_YOUR OBJECTIVE_
Please copy out every line of the entries below, reproducing each one verbatim.

_Point annotation entries_
····················
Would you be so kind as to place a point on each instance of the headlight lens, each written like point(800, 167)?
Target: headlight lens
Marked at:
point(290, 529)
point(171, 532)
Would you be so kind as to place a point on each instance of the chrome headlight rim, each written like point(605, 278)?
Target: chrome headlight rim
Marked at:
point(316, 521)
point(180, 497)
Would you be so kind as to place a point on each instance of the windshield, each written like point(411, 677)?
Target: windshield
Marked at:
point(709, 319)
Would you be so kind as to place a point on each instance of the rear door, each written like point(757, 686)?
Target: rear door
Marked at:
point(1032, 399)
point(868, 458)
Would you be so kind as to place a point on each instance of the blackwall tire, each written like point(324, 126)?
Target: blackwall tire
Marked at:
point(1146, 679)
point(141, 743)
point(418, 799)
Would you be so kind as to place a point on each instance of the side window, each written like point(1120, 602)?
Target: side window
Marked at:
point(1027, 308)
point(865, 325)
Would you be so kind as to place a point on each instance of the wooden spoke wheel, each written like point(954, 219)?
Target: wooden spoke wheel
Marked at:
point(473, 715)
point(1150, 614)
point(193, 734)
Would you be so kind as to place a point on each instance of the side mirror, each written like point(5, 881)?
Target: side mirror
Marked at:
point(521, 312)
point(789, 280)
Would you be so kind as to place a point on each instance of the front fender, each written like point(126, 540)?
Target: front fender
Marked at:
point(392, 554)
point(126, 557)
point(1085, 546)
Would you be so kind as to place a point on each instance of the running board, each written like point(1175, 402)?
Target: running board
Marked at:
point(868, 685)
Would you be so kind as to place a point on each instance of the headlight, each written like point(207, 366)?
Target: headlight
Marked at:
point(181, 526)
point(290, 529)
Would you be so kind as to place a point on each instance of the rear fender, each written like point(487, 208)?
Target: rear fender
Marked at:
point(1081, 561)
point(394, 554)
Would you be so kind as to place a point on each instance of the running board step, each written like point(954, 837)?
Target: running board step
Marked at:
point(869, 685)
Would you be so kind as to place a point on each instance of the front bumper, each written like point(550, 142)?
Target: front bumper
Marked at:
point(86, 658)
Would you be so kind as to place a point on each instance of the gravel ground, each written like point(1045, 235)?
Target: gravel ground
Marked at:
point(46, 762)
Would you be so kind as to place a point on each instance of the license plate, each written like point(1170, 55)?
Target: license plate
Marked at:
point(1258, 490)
····················
_ANSWER TO THE TASK_
Would you be so kind as to place a point on each instance of the headlight lens, each written like point(800, 167)?
Target: headlight lens
Marked at:
point(290, 529)
point(171, 532)
Would you be so kind as to place a point on each instance of the chrome headlight rim, each written like point(605, 278)?
Target: chrome headlight rim
Marked at:
point(316, 521)
point(180, 497)
Would you be so kind as to place a point on each instance of the windshield, each written like point(411, 677)?
Target: windshield
Marked at:
point(709, 319)
Would you be so kind as to place a point on each instance of the rear door, each written like point(757, 686)?
Target: rear door
Marked at:
point(1032, 399)
point(868, 458)
Would you be so kind as to place a point on each instance of the blackwall tire, each written like point(324, 126)?
Target: blackwall tire
Marked at:
point(1146, 679)
point(141, 743)
point(418, 799)
Would you be so kind as to place a point on each instance of the side window, each written like point(1120, 602)?
Target: side window
Marked at:
point(1027, 308)
point(865, 325)
Would you be so kind as to place a point on each instance of the wooden spoke wheel, each written like point(954, 219)?
Target: wooden spoke wheel
Marked at:
point(473, 715)
point(1150, 614)
point(193, 734)
Would you be so kind as to place a point on each instance of the side mirror, each written like point(5, 881)?
Target: side mirror
Marked at:
point(521, 312)
point(789, 280)
Would you be so kind as to place a point on each instance of the front fender, each written like point(126, 540)?
Target: front fender
Marked at:
point(392, 554)
point(126, 557)
point(1085, 546)
Would you be so kind as to place a point on each instance of the running board, each written like point(1175, 402)?
Target: running board
Marked at:
point(868, 685)
Would you be so kind as to place a point on each instance of the headlight, each written like point(207, 366)?
Target: headlight
Marked at:
point(181, 526)
point(290, 529)
Would you be so kind as to place a point on each instance of the rear fender, each written like point(487, 208)?
Target: rear fender
Marked at:
point(1081, 561)
point(394, 554)
Would you be so kind as to place a point on each instance of the running board step, each written like point(954, 837)?
Target: running board step
Marked at:
point(869, 685)
Would you be so kind as to place a point on each instance of the front bumper, each written like point(550, 142)?
Target: front bumper
Marked at:
point(86, 658)
Would you be so kind as to place a point on each instance of the gravel ground, each written like point(1045, 235)?
Target: gravel ground
Marked at:
point(46, 762)
Would you be so kind as to place a point on each instance of the license plate, each written like point(1170, 55)?
Target: license plate
Marked at:
point(1258, 490)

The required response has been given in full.